§ What is needed
From the line with "Put a point on every instance of the microwave door" to the final line, print the records exactly as they are.

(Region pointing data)
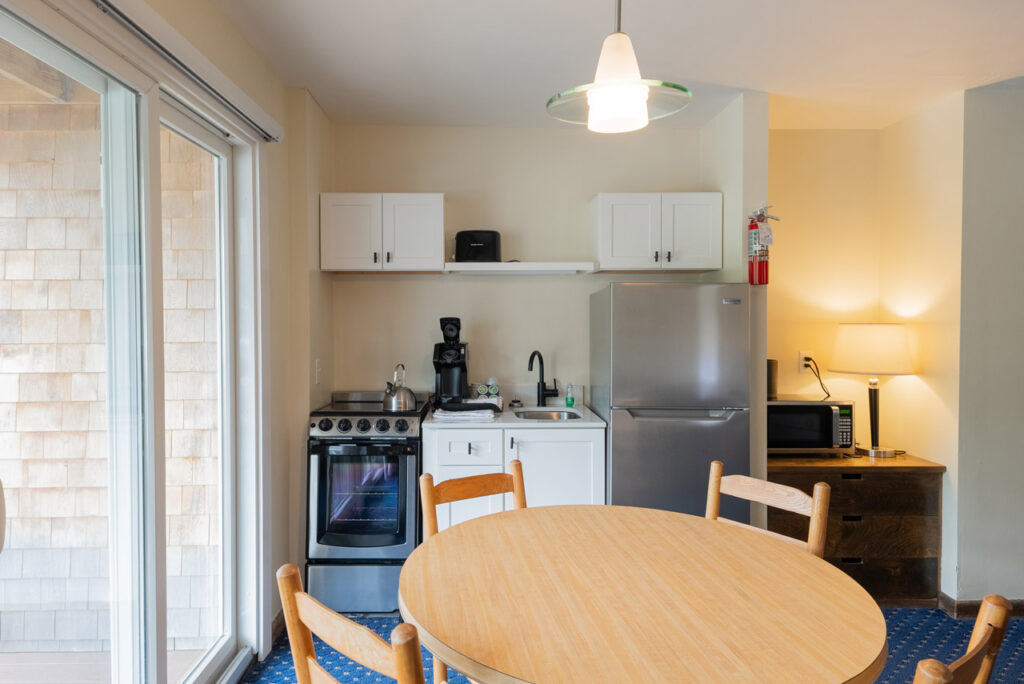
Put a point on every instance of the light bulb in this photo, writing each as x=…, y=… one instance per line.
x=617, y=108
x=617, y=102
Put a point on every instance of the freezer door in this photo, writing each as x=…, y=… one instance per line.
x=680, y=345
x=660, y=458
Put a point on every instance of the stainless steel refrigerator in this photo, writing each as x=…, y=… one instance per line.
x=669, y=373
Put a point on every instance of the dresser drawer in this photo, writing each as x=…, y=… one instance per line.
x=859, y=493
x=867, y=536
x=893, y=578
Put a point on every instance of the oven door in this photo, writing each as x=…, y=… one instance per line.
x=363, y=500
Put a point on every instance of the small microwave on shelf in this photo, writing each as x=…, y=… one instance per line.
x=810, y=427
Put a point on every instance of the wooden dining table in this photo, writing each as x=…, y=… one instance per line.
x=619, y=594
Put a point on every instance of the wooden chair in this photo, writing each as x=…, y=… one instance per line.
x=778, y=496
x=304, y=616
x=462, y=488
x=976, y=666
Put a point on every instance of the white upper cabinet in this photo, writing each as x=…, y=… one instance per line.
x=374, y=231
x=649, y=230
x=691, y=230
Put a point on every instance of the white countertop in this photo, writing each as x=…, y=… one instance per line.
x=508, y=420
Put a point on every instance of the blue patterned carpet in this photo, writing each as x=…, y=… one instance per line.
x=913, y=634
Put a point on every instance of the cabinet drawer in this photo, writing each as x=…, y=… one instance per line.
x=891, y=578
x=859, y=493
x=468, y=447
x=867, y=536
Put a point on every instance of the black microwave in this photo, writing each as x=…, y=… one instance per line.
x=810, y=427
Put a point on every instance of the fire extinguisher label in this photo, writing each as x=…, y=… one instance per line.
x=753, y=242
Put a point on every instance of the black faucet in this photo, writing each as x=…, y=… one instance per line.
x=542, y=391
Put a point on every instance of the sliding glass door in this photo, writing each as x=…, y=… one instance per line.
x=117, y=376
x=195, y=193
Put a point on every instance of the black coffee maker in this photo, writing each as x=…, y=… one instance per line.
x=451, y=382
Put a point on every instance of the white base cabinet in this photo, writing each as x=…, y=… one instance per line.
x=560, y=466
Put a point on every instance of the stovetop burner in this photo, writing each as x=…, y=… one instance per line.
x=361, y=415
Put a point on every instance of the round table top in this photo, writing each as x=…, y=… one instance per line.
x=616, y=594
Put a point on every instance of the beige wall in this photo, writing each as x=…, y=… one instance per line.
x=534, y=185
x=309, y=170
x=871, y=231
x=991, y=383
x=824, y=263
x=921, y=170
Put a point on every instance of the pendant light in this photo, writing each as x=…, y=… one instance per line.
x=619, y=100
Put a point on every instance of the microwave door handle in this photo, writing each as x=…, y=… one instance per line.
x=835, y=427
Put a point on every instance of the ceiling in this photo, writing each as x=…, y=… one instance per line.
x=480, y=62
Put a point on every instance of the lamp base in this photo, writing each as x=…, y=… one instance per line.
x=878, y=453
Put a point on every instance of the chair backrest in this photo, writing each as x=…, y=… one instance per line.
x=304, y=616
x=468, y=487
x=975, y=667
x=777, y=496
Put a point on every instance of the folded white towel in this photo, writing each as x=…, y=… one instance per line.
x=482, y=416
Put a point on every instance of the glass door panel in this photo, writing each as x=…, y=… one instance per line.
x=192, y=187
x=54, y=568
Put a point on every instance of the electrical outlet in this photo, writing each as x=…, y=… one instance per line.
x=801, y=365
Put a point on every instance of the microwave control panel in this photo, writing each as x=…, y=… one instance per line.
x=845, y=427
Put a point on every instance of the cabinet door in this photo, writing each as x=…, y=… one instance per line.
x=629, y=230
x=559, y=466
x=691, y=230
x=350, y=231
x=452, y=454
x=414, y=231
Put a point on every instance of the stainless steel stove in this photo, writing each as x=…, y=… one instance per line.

§ Exercise answer
Put a point on every instance of the microwave door handle in this photo, writing each as x=…, y=… one instance per line.
x=835, y=427
Put a point on every instance of the ceiling in this photo, writing each as x=…, y=… one instance per line.
x=480, y=62
Put a point on every instance of the lamp base in this photo, writing each as x=…, y=… one instance per line.
x=878, y=453
Put a point on every instance of the chair backrest in this photo, writing each as x=…, y=… one instance per line.
x=304, y=616
x=468, y=487
x=975, y=667
x=777, y=496
Put a point on every instance of the folded white towel in this photo, writing each as x=…, y=… one instance per line.
x=482, y=416
Put a point on every instance of the glass door panel in this photo, writing each as x=…, y=… one instance per line.
x=192, y=187
x=54, y=568
Put a point on every instance of the electrical outlet in this photo, writing each as x=…, y=… one instance per line.
x=801, y=365
Put a point on every instance of the microwave control panel in this photo, writing each as x=…, y=… one instance per line.
x=845, y=427
Put a point on every instance of the cabinet door in this photo, writing each as x=…, y=… one instance per line.
x=629, y=230
x=559, y=466
x=691, y=230
x=350, y=231
x=452, y=454
x=414, y=231
Put a point on every instance of the stainless steel stove in this photo, writing each as x=…, y=… one instance per line.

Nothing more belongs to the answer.